◆ GIVEN TEXT:
==*==

Chapter 3: Set Boundaries

The conversation about building a feature always starts with a raw idea, like “customers are asking for group notifications.” Before we all go down the rabbit hole discussing ways we can solve it, we should first set some broad terms on the discussion to make it productive.

Setting the appetite

Sometimes an idea gets us excited right away. In that case we need to temper the excitement by checking whether this is really something we’re going to be able to invest time in or not. Other ideas are less exciting and feel more like a challenge we didn’t ask for. Whether we’re chomping at the bit or reluctant to dive in, it helps to explicitly define how much of our time and attention the subject deserves. 

We call this the appetite. You can think of the appetite as a time budget for a standard team size. We usually set the appetite in two sizes:

  • Small Batch: This is a project that a team of one designer and one or two programmers can build in one or two weeks. We batch these together into a six week cycle (more on that later).
  • Big Batch: This project takes the same-size team a full six-weeks.

Fixed time, variable scope

An appetite is completely different from an estimate. Estimates start with a design and end with a number. Appetites start with a number and end with a design. We use the appetite as a creative constraint on the design process.

We apply this principle at each stage of the process, from shaping potential projects to building and shipping them. First, the appetite constrains what kind of a solution we design during the shaping process. Later, when we hand the work to a team, the fixed time box pushes them to make decisions about what is core to the project and what is peripheral or unnecessary.

“Good” is relative

There’s no absolute definition of “the best” solution. The best is relative to your constraints. Without a time limit, there’s always a better version. The ultimate meal might be a ten course dinner. But when you’re hungry and in a hurry, a hot dog is perfect.

We can only judge what is a “good” solution in the context of how much time we want to spend and how important it is.

Responding to raw ideas

Our default response to any idea that comes up should be:“Interesting. Maybe some day.” In other words, a very soft “no” that leaves all our options open. We don’t put it in a backlog. We give it space so we can learn whether it’s really important and what it might entail.

==*==

◆ RECORDED INFORMATION:
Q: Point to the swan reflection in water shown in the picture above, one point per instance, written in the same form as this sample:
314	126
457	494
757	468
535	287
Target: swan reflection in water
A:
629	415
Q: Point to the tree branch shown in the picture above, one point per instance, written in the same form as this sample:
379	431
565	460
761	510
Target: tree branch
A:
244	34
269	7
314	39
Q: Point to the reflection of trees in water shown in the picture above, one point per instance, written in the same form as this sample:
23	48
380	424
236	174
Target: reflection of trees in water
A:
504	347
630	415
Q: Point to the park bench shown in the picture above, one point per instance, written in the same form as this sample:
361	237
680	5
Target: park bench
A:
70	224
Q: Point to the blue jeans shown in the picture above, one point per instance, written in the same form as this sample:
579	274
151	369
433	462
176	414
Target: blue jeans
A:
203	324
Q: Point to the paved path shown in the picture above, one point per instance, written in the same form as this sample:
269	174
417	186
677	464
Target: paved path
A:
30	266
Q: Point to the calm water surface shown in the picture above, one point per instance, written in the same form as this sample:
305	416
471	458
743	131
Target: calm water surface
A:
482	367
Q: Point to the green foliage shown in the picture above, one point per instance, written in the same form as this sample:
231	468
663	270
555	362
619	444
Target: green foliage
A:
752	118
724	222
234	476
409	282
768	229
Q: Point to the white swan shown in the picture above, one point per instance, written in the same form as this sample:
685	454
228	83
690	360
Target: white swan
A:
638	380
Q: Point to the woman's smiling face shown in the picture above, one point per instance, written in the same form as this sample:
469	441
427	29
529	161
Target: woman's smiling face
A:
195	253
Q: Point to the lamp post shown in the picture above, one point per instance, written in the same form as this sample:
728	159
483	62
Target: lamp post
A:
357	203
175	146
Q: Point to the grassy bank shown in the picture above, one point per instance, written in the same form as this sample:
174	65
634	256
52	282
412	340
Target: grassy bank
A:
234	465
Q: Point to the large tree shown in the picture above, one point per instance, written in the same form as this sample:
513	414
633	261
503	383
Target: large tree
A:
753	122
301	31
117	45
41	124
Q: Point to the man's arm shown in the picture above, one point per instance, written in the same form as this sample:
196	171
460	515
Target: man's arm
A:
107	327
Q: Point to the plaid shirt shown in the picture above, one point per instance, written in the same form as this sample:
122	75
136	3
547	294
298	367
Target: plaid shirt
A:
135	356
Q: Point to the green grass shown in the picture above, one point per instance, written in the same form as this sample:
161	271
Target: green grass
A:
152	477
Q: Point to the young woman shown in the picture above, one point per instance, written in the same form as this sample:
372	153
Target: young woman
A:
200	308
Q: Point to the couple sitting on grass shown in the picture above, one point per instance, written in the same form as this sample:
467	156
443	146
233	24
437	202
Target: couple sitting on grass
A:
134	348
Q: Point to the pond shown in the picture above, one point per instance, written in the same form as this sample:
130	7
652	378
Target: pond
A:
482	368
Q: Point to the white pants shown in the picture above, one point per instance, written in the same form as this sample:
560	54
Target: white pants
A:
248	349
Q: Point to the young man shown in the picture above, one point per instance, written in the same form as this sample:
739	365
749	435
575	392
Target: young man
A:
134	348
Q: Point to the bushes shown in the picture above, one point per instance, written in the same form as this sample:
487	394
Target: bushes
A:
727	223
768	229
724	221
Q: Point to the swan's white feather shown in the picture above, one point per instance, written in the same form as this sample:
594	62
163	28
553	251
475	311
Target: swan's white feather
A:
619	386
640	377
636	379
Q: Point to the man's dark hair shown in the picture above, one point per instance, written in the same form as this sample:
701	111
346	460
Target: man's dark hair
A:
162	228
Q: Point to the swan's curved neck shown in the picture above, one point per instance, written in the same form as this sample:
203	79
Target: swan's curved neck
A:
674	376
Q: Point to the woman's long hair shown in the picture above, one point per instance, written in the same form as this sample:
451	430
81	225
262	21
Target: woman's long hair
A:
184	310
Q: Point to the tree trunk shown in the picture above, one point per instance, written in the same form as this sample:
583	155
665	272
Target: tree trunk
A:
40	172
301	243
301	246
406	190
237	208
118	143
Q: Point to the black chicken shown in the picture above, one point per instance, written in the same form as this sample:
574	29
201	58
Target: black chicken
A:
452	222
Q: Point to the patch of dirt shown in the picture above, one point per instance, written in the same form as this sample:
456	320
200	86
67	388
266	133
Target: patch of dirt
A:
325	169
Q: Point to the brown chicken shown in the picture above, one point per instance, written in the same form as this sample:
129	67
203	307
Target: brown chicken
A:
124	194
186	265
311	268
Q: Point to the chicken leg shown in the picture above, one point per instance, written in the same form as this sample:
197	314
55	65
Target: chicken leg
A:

==*==

◆ GIVEN REQUEST 1:
Do these statements agree with the chapter on setting boundaries? For each, answer yes or no and quote the words of the chapter that decide it.
(a) A Small Batch project is built by one designer and one or two programmers in one or two weeks.
(b) Appetites start with a design and end with a number.
(c) Raw ideas that get a soft "no" are put in a backlog.
◆ GIVEN REQUEST 2: Could you write the next part of the chapter on setting boundaries, picking up right after its last sentence?

◆ EXERCISE RESPONSE 1:
(a) Yes: "a team of one designer and one or two programmers can build in one or two weeks."
(b) No: "Appetites start with a number and end with a design."
(c) No: "We don’t put it in a backlog."

◆ EXERCISE RESPONSE 2:
Narrow down the problem

We once had a customer ask us for more complex permission rules. It could easily have taken six weeks to build the change she wanted. Instead of taking the request at face value, we dug deeper. It turned out that someone had archived a file without knowing the file would disappear for everyone else using the system. Instead of creating a rule to prevent some people from archiving, we realized we could put a warning on the archive action itself that explains the impact. That’s a one-day change instead of a six-week project.

Watch out for grab-bags

When it comes to unclear ideas, the worst offenders are “redesigns” or “refactorings” that aren’t driven by a single problem or use case. 

When someone proposes something like “redesign the Files section,” that’s a grab-bag, not a project. It’s going to be very hard to figure out what it means, where it starts, and where it ends. 

Here’s a more productive starting point: “We need to rethink the Files section because sharing multiple files takes too many steps.” 

Now we can start asking: What’s not working? In what context are there too many steps? What parts of the existing design can stay the same and what parts need to change?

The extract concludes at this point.